YOUR TASK | This exercise calls for an exact copy of the data below.

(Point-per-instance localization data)
-*-*-

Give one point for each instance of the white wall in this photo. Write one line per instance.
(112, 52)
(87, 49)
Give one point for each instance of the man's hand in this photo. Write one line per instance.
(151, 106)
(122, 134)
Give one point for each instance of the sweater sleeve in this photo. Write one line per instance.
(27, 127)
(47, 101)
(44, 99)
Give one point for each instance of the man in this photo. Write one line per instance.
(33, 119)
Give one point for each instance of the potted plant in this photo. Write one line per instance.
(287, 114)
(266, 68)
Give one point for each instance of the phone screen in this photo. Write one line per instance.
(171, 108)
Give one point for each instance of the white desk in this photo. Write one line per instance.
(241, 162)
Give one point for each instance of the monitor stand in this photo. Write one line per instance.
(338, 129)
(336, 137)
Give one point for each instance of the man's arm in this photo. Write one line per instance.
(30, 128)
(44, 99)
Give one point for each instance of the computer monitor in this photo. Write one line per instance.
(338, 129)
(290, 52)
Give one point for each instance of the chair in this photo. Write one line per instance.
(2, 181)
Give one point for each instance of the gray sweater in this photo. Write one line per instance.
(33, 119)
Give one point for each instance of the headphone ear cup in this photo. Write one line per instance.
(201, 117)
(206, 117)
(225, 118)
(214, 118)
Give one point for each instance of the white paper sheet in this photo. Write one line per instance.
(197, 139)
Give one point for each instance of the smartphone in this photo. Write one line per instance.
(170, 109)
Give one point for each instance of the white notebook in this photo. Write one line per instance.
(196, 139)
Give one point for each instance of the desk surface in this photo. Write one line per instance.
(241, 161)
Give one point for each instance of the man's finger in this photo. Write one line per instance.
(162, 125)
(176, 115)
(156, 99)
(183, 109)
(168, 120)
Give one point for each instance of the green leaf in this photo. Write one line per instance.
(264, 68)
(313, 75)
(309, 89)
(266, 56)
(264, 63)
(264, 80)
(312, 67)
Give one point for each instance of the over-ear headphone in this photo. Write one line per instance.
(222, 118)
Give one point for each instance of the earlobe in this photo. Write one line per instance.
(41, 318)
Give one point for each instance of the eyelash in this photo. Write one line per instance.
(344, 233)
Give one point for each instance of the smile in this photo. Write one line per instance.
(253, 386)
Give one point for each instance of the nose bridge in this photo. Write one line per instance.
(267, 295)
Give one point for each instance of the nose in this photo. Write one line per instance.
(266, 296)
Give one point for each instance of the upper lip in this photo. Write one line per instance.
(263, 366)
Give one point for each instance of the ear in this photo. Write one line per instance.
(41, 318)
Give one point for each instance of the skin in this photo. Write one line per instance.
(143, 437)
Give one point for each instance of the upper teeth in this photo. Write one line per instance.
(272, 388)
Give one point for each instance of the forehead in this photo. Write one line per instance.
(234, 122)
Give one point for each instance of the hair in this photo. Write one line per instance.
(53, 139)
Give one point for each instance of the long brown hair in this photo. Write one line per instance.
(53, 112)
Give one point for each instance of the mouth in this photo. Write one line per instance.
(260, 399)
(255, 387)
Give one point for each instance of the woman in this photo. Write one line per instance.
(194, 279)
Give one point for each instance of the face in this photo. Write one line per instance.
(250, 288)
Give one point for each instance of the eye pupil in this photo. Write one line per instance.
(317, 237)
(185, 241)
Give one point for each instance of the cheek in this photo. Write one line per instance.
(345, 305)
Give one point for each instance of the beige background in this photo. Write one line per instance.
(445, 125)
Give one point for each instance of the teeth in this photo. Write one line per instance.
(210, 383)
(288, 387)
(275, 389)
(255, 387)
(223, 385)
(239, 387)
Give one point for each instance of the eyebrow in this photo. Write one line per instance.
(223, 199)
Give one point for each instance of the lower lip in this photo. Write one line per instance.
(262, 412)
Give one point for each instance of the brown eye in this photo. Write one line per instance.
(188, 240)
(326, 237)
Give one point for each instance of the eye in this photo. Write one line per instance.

-*-*-

YOUR RESPONSE |
Give one point for each instance of the white wall in this photo. Write one line per instance.
(112, 52)
(87, 49)
Give one point for each instance of the man's hand in this photo. Write one line per instance.
(151, 106)
(122, 134)
Give one point for each instance of the sweater sleeve in this photo. Write one line per instance.
(27, 127)
(47, 101)
(44, 99)
Give one point for each instance of the man in this photo. Write one line per instance.
(33, 119)
Give one point for each instance of the potted plant in this photo. Write one line per instance.
(287, 114)
(266, 68)
Give one point for each instance of the phone screen in this photo. Write one line per instance.
(171, 108)
Give one point for each instance of the white desk in this photo. Write one line per instance.
(241, 162)
Give one point for each instance of the monitor stand in this photo. Write one line per instance.
(338, 129)
(336, 137)
Give one point for each instance of the man's arm in this photo. Write one line per instance.
(30, 128)
(44, 99)
Give one point for each instance of the computer monitor in this photo. Write one line per instance.
(338, 129)
(290, 52)
Give one point for each instance of the chair in this photo. Write one line per instance.
(2, 181)
Give one point for each instance of the gray sweater in this photo. Write one line per instance.
(33, 119)
Give one point for each instance of the headphone ear cup in this photo. Write one line per instance.
(201, 117)
(206, 117)
(225, 118)
(214, 118)
Give one point for each instance of the white paper sheet in this photo. Write one line per instance.
(197, 139)
Give one point for each instance of the smartphone in this photo. Write one line per instance.
(170, 109)
Give one point for each instance of the white notebook in this photo. Write one line per instance.
(196, 139)
Give one point for each instance of the desk surface in this photo. Write one line per instance.
(241, 161)
Give one point for each instance of the man's finger in this photo. Write one line per instance.
(162, 125)
(176, 115)
(156, 99)
(183, 109)
(168, 120)
Give one point for each instance of the green leaf in this photo. Write one line per instance.
(264, 68)
(313, 75)
(309, 89)
(266, 56)
(264, 63)
(264, 80)
(312, 67)
Give one point for each instance of the over-ear headphone in this photo. Write one line per instance.
(222, 118)
Give one point for each instance of the earlobe in this photo. Write one line per instance.
(41, 318)
Give one point for each instance of the eyelash in this photo. Write one line per instance.
(344, 233)
Give one point for each instance of the smile in this photo. Write one line per instance.
(253, 386)
Give one point for each instance of the nose bridge in this photo. Write one line per instance.
(267, 295)
Give one point for each instance of the nose in this photo. Write one line per instance.
(266, 296)
Give one point for each instance of the upper lip in this photo. Write one line per instance.
(263, 366)
Give one point for each instance of the ear in this photo. Write one line per instance.
(41, 318)
Give one point for each instance of the skin in this photo. Write one line per instance.
(143, 437)
Give one point for each instance of the upper teeth in this photo. Write one line per instance.
(272, 388)
Give one point for each instance of the forehead in this photo. Write one line per instance.
(234, 122)
Give one point for each instance of the hair in this photo. Write one line per instance.
(53, 139)
Give one point for each instance of the long brown hair in this photo. Write one line per instance.
(53, 112)
Give one point for each instance of the mouth in this photo. Write one line per instance.
(260, 399)
(255, 387)
Give one point for each instance of the woman in this photo. Write one line per instance.
(194, 279)
Give one point for each instance of the face in this photo. Write one line per instance.
(250, 288)
Give one point for each instance of the eye pupil in this photo. Write one line per instance.
(317, 237)
(185, 241)
Give one point for each instance of the cheek in this photo. Write one line per instance.
(345, 305)
Give one point for each instance of the beige background in this photo. Write one line per instance.
(445, 125)
Give one point for each instance of the teeth in this photo. Write one line per instance.
(210, 383)
(288, 387)
(275, 389)
(255, 387)
(223, 385)
(239, 387)
Give one point for each instance of the eyebrow in this photo. Write one line per instance.
(223, 199)
Give one point for each instance of the lower lip in this photo. Write one line per instance.
(262, 412)
Give one point for each instance of the brown eye in this photo. Write one line per instance.
(188, 240)
(326, 237)
Give one point for each instance of the eye in this photo. Write one line per instance.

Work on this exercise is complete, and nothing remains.